** SOURCE DATA follows **

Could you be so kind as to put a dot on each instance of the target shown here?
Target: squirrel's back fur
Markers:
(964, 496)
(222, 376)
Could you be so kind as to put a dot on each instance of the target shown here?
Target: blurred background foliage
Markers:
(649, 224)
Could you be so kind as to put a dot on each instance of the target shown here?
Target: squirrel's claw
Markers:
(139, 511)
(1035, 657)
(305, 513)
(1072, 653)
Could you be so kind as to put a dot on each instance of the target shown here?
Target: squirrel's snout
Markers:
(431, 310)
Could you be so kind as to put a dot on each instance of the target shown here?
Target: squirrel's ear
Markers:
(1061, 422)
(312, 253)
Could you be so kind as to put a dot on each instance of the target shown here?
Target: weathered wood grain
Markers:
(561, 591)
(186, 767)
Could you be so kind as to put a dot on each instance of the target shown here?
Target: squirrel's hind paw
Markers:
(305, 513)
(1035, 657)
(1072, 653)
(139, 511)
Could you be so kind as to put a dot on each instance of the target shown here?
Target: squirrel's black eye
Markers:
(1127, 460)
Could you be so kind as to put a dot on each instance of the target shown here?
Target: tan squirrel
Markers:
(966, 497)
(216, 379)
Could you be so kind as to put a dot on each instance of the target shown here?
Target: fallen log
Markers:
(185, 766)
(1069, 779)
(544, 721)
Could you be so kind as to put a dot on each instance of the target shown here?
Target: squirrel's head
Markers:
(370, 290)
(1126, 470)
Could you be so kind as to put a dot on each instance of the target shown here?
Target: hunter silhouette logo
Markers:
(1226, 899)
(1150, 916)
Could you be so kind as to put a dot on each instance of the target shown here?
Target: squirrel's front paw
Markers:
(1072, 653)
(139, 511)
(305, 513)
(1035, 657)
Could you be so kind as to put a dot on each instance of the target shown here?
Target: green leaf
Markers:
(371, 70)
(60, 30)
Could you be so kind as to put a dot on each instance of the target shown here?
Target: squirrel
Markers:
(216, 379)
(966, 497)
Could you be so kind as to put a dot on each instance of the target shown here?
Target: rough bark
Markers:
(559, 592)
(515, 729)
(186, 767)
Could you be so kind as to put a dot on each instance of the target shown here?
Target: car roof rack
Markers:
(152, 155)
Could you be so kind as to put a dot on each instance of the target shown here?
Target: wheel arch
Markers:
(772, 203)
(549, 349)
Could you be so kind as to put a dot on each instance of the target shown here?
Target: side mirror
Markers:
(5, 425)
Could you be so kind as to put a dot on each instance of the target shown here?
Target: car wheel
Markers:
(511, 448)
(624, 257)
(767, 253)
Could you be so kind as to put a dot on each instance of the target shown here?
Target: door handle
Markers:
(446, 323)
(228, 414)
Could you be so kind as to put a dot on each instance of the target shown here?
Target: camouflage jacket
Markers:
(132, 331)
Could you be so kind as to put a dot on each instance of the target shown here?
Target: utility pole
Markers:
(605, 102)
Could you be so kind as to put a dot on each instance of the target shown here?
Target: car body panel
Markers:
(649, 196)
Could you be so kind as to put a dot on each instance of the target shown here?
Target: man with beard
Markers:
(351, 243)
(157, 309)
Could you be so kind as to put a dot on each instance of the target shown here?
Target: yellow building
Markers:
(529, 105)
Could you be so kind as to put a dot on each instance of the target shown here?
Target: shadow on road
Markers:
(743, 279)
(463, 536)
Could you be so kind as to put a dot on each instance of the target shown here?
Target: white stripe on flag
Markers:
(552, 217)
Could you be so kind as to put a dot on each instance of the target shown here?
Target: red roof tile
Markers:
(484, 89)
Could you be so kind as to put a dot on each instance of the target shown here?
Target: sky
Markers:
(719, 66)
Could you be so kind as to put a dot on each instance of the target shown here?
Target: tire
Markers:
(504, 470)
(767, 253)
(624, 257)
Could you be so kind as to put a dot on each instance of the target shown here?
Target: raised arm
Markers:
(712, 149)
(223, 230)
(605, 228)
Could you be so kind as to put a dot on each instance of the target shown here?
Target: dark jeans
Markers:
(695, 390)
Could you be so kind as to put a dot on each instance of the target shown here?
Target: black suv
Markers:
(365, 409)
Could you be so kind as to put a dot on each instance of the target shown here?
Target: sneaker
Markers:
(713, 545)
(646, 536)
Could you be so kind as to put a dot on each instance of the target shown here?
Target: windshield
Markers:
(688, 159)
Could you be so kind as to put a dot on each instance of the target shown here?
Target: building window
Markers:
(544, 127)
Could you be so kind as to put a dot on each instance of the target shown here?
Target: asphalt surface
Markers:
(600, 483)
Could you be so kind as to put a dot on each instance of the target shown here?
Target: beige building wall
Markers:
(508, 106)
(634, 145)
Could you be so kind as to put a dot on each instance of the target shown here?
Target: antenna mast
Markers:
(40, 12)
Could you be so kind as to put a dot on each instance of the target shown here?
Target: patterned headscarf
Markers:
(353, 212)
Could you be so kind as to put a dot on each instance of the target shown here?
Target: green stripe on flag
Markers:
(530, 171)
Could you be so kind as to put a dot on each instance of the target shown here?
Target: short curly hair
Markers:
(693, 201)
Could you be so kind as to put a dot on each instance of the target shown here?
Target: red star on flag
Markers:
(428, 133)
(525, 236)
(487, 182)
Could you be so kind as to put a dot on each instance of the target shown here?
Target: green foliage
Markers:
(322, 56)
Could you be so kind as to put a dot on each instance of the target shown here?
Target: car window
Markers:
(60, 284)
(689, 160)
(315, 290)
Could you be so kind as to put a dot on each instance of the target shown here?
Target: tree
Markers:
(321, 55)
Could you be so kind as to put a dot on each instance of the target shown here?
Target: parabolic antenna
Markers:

** End of SOURCE DATA **

WORK REQUIRED — Quote the records above exactly, from the first line through the line containing "Target: squirrel's ear", and nothing more.

OUTPUT FOR THIS EXERCISE —
Could you be so kind as to put a dot on each instance of the target shown here?
Target: squirrel's back fur
Markers:
(964, 496)
(222, 376)
Could you be so kind as to put a dot on each instance of the target shown here?
Target: blurred background foliage
Markers:
(649, 224)
Could you be so kind as to put a dot on each instance of the target shown here?
Target: squirrel's claw
Markers:
(139, 511)
(1035, 657)
(305, 513)
(1072, 653)
Could you be so kind as to put a dot on each instance of the target shown here?
Target: squirrel's snout
Markers:
(431, 310)
Could you be so kind as to put a dot on each instance of the target shown here?
Target: squirrel's ear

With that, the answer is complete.